**Text shown**

☆ ☆ ☆

Women have that many more corporeal concerns, but I don’t dare touch those here. Or anywhere. Thankfully, aside from the first two weeks, I’ve not seen any second-hand feminine hygiene products. Most female hikers, it seems, are of the responsible ilk. I’m assuming they carry or bury their ‘gash trash,’ as one guy called it. Or perhaps they cremate it in campfires when no one’s looking. For reasons all too obvious I haven’t asked any of the women I’ve hiked with about it.

By the time afternoon snuck up on us, another electrical storm had swept in--no shocker there--forcing our ensemble--TK, Goat, Backstreet and me--to suddenly and sullenly retreat into an abandoned barn. We weren’t sure if our combined body odor could peel the paint off the barn since the passage of time, or the passage of previous hikers, had long since done so. The hay stunk of old but proffered insulation lest the lightning land locally. The storm had inched ever closer till finally it raged right atop us, at which point we all crouched down on our toes, overjoyed to be under another roof, but frightened all the same. I might’ve crapped my shorts had I not previously evacuated the innards.


The fireworks moved on as quickly as they’d moved in. We saddled up and blithely continued the northward migration, our Legageddon. The trail beyond the barn played host to a blend of tall grasses and cloying muck. Vivacious birds reappeared both overhead and at ground level, as did the insects they feast upon. Clouds suspended themselves in huge cotton ball formations and a bright, broad rainbow augmented the scene. The sky was mostly blue. We were anything but.

Bucolic hikeoholics
Before long we reached the Keffer Oak. “There are giants amongst us!” said someone, maybe me. Our tattered guidebooks told us the Keffer is the second largest oak tree along the AT. A set of crackling power lines in the adjacent clearing dwarfed it. The tree is three-hundred years old; the powerlines, somewhat younger. With daylight seeping from the sky we snapped photos (selfies) next to the sapling. We spoke of all that’s occurred in its lifetime. There’s been a revolutionary war and a civil war--both skirmishes back in the days of horse-drawn carriages. (Who who knew horses could draw?) It’s also seen a war on drugs, and hordes battling to finish a point-to-point, yet pointless, long trail. The AT is placed far too close to it, if a thing can be far too close. Old-growth trees ought to be left alone.

☆ ☆ ☆

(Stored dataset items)
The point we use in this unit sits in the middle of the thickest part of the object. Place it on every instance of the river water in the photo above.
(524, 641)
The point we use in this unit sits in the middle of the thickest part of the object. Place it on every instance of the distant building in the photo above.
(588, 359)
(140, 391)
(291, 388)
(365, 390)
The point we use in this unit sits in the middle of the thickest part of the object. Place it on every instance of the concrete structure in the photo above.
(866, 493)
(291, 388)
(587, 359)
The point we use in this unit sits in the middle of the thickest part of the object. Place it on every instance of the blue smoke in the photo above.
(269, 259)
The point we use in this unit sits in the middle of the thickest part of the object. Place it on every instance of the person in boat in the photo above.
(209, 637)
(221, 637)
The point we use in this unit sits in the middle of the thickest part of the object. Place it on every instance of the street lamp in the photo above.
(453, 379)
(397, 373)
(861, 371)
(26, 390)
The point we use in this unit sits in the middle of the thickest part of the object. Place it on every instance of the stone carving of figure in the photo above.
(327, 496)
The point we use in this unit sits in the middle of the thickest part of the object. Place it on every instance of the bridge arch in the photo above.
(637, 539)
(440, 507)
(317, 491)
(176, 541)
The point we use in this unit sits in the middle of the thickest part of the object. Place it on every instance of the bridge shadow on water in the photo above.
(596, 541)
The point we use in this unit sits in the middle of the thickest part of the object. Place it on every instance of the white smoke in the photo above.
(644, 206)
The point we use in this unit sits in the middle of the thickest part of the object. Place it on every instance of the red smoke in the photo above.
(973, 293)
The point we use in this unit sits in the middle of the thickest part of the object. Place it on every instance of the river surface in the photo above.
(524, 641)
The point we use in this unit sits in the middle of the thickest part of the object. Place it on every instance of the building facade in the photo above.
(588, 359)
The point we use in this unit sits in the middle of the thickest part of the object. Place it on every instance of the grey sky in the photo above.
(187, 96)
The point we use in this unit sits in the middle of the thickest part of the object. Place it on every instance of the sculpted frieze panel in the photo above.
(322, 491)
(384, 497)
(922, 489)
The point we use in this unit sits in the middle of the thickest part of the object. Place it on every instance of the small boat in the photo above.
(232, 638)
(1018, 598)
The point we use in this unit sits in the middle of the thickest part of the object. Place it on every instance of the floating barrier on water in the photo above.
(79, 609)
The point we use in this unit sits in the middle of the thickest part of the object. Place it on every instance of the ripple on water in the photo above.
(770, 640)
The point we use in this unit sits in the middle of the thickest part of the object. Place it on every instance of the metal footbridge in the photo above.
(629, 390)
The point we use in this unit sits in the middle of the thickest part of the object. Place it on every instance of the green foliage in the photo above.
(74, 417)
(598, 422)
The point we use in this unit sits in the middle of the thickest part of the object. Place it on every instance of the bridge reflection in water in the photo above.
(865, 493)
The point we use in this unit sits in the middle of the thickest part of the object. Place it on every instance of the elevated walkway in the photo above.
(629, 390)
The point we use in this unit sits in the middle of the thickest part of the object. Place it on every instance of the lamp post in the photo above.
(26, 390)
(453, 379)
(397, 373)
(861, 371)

☆ ☆ ☆

**Brief 1**
Answer these questions about the hiking account.
(a) Which members of the group took shelter in the abandoned barn?
(b) What kind of ground did the trail beyond the barn have?
(c) According to the guidebooks, how does the Keffer Oak rank among oak trees along the AT?
**Brief 2**
Write the next part of the hiking account, picking up after its final sentence.

**Written reply 1**
(a) TK, Goat, Backstreet and the narrator.
(b) A blend of tall grasses and cloying muck.
(c) It is the second largest oak tree along the AT.

**Written reply 2**
I’m the small elongated black dot to the right of the tree
A thousand-foot climb led us from the oak to Bruisers Knob (presumably named after the bruised knobs we hikers once knew as ‘feet’), but not before skirting another set of noisy powerlines. Forming our own strident powerline, we’d stride into darkness, attempting to escape the wind-prone, rocky ridge we’d found ourselves on. Our headlamps did little to help identify a suitable site for sleeping, so we kept the convoy rolling, first past some bizarre rock mounds, each about four feet high and aged enough to be covered in decaying leaves and a reflective moss, and finally to the Sarver Hollow Shelter junction.

It was nearly a half-mile down to the bungalow, which is bordering on criminal, but we figured few others would have taken such a lengthy side trip, despite its cozy loft, covered patio and overall capaciousness. We were correct in our reasoning. Only Wiki and a very hairy-legged gal were in attendance. It was too late for anything except journal-keeping and sleep, but we were all sure to congratulate Wiki on turning twenty-three. I told him I wished I’d had the wisdom to have hiked the AT at his age, which is half what mine is.

“That way,” I continued, “I’d might be recovered by now.”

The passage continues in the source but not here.